▸ Document passage:
[Start of Attachment]

Gastric bypass in a pill

In the future, a pill could guarantee all the benefits of bariatric surgery, without the need to undergo an invasive and debilitating procedure such as gastric bypass. The news comes from the congress of the European Society of Obesity Eco 2025, where researchers from the American biotech Syntis Bio presented the preliminary data of the trial of Synt-101, a new molecule developed to move the absorption of nutrients towards the lower tract of the intestine, thus mimicking the metabolic and weight-loss effects of surgery.

The experimental molecule

The drug in question is designed to act as a barrier, creating a temporary coating of polydopamine, a synthetic polymer derived from dopamine, in the duodenum - the initial part of the intestine, with excellent adhesive and biocompatibility properties. In this way, its creators hope to be able to mimic the effects of gastric bypass, a procedure that modifies the path of food by excluding the upper parts of the intestine, reducing the absorption of nutrients and promoting weight loss through metabolic changes that help reduce hunger and fight diabetes.

The advantages

Compared to new drugs against obesity (GLP-1 receptor agonists), bariatric surgery has advantages and disadvantages. The problems, obviously, are related to the invasiveness of the surgical procedure - not reversible - and to the fact that the success rate in people with obesity is not as high as one would expect, because if you are unable to successfully change your lifestyle it is easy to go back to eating incorrectly and excessively, and in that case you quickly regain the weight lost after the surgery.

The advantages, however, lie in the fact that surgery usually tends to induce healthier weight loss, which preserves lean mass, while drugs cause weight loss due largely to the loss of muscle tissue.

[End of Attachment]

▸ Dataset extract:

[Start of Attachment]

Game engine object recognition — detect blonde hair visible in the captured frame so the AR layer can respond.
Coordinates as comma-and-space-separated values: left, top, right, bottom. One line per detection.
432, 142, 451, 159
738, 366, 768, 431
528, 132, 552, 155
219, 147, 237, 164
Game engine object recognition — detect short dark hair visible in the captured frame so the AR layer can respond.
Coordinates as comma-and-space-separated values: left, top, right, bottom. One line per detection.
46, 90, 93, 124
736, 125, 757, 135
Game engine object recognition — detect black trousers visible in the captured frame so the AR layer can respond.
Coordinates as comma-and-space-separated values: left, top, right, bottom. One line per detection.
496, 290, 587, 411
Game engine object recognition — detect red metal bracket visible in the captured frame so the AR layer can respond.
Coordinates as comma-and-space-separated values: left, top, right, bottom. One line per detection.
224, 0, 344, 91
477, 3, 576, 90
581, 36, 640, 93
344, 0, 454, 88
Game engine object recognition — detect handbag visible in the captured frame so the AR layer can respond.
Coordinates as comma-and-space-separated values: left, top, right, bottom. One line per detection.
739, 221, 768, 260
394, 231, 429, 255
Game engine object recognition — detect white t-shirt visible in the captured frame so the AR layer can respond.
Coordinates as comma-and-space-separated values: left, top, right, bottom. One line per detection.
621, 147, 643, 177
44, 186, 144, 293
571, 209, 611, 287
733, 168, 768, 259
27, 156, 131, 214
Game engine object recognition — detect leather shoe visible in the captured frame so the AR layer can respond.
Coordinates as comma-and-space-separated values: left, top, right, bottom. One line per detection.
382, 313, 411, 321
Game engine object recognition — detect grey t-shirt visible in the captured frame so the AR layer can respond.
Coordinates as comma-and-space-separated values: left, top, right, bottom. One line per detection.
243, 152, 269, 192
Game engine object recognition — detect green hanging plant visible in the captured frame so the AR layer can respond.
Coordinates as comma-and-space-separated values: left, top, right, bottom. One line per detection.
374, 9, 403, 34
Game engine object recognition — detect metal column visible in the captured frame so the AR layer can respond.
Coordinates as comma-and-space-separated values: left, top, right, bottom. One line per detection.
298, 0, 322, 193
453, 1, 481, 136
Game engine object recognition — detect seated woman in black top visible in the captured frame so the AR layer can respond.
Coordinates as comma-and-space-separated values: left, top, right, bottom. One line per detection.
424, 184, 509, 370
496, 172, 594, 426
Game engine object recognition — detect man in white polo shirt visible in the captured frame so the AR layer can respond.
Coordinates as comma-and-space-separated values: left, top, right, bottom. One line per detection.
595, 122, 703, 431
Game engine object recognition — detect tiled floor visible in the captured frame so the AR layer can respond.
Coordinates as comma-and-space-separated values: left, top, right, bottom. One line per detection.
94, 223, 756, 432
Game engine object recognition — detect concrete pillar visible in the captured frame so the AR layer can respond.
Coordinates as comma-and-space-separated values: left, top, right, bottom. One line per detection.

[End of Attachment]

▸ Work to complete:
[1] In the gastric bypass pill article, what substance does the drug use to coat the duodenum?
[2] Pick up the article on the gastric bypass pill where it stops and continue it.
These entries have nothing to do with the article on the gastric bypass pill.

▸ Answers:
[1] Polydopamine, a synthetic polymer derived from dopamine.

[2]
The study

It is to mimic these benefits that researchers from the American company have developed their therapy, designed to block the absorption of nutrients in the duodenum for 24 hours, so that it can be taken as a daily treatment that can be suspended at any time without contraindications. Since it is an experimental drug, it is currently being tested in a phase 1 clinical study, which must first verify its safety and tolerability for patients.

So far, the drug has been tested on nine patients, without any side effects emerging. The drug has been shown to work as expected in the intestine, and to be eliminated in the expected time by the body. In the 10 days of follow-up, participants also showed levels of leptin and ghrelin in the blood in line with a significant reduction in calorie intake. In preclinical trials on animal models, the drug also produced a loss of 1% of body mass per week, preserving 100% of lean muscle mass. It is therefore an extremely promising anti-obesity therapy, which will have to confirm the results in larger clinical studies before being used alongside new anti-obesity therapies in clinical practice.